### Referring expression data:
——————

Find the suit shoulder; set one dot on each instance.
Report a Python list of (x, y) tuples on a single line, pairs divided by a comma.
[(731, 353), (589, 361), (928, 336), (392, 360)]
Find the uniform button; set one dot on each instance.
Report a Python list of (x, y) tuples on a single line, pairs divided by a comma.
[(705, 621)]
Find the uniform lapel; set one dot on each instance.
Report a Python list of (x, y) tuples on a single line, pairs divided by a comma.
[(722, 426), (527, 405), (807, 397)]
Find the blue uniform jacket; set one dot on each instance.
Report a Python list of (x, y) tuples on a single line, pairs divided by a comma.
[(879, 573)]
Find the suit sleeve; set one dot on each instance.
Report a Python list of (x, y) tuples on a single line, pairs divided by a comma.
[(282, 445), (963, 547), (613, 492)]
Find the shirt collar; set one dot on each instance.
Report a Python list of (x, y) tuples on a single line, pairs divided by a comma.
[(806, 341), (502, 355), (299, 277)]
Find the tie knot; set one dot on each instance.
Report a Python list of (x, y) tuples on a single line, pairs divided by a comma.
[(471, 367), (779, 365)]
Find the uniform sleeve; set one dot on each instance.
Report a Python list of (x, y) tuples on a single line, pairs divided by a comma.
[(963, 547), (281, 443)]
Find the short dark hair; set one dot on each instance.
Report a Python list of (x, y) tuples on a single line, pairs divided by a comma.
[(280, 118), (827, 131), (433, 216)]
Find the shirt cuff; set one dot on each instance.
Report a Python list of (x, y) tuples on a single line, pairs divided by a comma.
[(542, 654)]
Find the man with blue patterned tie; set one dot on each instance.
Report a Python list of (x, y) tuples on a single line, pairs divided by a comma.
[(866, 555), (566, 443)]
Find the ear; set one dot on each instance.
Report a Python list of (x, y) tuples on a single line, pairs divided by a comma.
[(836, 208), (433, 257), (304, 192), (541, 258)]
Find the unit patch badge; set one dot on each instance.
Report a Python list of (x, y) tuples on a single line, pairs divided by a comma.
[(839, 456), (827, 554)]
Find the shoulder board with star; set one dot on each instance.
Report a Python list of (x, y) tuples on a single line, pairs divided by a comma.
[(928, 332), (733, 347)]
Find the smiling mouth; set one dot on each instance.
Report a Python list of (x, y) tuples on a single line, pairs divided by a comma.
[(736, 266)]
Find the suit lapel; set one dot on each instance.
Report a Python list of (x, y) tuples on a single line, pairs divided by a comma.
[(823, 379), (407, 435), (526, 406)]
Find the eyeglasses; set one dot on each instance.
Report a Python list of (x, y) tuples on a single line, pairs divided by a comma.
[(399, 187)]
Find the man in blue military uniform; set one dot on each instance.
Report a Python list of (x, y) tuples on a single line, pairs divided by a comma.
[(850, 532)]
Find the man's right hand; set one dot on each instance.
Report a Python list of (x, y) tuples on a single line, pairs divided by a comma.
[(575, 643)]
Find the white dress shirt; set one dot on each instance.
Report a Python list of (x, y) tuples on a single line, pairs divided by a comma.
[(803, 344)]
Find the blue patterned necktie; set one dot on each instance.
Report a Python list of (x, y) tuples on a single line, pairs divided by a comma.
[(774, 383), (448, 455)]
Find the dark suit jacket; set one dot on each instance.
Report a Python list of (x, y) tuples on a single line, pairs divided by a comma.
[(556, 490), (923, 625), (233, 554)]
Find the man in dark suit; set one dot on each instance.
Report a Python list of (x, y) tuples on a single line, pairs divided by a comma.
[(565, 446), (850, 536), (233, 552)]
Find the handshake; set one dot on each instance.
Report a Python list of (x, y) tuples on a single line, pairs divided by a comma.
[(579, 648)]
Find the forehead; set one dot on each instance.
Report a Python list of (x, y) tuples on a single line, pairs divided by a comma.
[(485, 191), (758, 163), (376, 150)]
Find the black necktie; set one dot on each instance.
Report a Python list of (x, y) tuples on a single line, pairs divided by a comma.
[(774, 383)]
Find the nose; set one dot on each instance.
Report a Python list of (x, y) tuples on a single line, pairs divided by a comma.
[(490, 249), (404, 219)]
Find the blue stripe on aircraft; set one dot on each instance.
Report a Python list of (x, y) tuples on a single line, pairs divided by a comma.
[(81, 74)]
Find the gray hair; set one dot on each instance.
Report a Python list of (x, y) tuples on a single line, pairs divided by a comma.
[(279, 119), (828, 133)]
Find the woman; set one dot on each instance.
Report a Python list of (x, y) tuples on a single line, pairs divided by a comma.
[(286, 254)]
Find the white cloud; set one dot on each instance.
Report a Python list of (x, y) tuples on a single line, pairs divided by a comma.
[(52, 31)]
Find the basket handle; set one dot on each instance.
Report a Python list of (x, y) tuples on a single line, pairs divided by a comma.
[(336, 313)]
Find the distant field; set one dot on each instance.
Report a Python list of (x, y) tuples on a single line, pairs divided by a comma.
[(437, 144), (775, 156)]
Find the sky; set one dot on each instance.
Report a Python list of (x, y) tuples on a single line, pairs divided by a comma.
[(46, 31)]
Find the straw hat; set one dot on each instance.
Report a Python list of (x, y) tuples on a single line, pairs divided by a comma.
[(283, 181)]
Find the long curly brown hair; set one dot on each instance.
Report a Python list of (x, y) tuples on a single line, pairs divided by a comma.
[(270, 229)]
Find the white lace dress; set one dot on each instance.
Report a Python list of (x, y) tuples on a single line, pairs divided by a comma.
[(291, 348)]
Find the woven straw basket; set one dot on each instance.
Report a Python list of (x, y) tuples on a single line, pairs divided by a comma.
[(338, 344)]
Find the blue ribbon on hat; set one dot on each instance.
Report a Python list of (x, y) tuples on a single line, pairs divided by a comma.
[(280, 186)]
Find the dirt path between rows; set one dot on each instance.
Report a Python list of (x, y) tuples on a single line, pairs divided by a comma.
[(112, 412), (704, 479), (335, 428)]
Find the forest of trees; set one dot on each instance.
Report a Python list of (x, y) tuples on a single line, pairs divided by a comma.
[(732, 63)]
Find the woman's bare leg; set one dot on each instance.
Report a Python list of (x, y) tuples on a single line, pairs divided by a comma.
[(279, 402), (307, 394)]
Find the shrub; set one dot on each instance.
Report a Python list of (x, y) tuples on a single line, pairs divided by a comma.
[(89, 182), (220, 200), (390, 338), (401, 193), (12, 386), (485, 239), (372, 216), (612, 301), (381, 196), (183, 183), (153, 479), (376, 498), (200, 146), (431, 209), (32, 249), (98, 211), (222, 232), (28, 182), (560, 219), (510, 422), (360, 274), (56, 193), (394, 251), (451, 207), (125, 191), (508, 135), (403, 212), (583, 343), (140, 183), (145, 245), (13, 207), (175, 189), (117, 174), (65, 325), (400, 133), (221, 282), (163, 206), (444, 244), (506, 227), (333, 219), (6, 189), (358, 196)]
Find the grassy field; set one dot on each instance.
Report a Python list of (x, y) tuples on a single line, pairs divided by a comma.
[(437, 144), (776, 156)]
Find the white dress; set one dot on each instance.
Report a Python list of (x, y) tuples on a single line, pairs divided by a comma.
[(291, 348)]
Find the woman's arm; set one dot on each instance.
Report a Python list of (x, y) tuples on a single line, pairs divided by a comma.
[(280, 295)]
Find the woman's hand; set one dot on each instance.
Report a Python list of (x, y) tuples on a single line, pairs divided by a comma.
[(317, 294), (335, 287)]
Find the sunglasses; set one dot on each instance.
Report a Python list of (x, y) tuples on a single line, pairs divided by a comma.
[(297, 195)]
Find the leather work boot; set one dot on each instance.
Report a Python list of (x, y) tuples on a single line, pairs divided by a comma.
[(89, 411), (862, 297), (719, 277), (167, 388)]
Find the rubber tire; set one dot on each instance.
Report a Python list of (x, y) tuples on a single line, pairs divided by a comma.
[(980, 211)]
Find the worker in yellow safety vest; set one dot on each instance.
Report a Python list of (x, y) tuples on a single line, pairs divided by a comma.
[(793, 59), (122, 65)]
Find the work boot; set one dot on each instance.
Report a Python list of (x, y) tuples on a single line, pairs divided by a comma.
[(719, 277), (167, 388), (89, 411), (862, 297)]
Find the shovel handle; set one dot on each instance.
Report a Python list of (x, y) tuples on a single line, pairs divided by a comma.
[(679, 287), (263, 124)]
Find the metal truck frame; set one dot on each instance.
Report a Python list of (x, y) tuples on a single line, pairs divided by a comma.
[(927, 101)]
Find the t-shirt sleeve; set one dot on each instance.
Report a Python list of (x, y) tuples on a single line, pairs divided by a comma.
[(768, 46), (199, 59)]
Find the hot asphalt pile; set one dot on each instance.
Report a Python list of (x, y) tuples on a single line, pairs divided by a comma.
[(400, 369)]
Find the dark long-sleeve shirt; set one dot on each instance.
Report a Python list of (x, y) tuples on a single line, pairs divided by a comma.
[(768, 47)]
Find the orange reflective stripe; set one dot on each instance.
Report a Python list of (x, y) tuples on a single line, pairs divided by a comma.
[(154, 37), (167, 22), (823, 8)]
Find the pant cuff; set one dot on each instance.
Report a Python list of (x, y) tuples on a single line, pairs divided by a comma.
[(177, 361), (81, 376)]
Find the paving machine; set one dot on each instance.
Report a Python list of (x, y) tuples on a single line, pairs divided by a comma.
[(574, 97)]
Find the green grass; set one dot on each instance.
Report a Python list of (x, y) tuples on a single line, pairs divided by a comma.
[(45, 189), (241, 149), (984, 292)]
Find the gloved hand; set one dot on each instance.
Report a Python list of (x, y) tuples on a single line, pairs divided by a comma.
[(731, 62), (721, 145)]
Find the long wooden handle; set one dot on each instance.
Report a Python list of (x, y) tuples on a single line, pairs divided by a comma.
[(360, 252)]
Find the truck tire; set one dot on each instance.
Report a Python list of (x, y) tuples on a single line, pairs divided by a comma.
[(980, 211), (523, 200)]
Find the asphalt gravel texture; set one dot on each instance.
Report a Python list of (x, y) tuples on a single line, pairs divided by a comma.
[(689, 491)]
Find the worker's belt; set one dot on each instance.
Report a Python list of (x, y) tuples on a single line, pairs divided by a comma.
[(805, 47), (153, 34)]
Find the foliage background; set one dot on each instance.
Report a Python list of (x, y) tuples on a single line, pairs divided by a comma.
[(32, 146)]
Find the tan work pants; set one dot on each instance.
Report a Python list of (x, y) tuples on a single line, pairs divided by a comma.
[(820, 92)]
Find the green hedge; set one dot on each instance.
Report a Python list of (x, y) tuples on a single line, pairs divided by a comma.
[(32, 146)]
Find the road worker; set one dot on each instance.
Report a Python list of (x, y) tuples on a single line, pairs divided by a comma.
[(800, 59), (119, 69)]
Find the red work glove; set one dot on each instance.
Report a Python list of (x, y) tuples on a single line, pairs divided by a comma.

——————

Your job is to copy out every line from the records above that has the word "asphalt".

### Output of the exercise:
Find the hot asphalt pile; set one dot on each instance.
Find the asphalt gravel texture; set one dot on each instance.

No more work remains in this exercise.